* AIM OF THE TASK
Rewrite the lines below, substituting "gray cloud" for every "white cloud" and changing nothing else. Leave the pictures out of your answer.

* DATASET ENTRIES

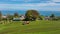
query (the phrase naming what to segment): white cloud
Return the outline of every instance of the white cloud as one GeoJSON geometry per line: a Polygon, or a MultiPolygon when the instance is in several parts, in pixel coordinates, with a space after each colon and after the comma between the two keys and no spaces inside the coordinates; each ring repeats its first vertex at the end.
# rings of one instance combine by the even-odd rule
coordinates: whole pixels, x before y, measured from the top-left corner
{"type": "Polygon", "coordinates": [[[52,0],[53,2],[60,2],[60,0],[52,0]]]}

* RESULT OF THIS TASK
query (the phrase naming what to segment): gray cloud
Return the outline of every instance of the gray cloud as one GeoJSON geometry per line: a Polygon, or a MultiPolygon when the instance is in several parts, in pixel coordinates, with a space after each colon and after the comma between the two keys and no spaces inside the coordinates; each ring repeats its first vertex at the end.
# rings of one instance combine by the even-odd rule
coordinates: whole pixels, x before y, measured from the top-left corner
{"type": "Polygon", "coordinates": [[[52,0],[53,2],[60,2],[60,0],[52,0]]]}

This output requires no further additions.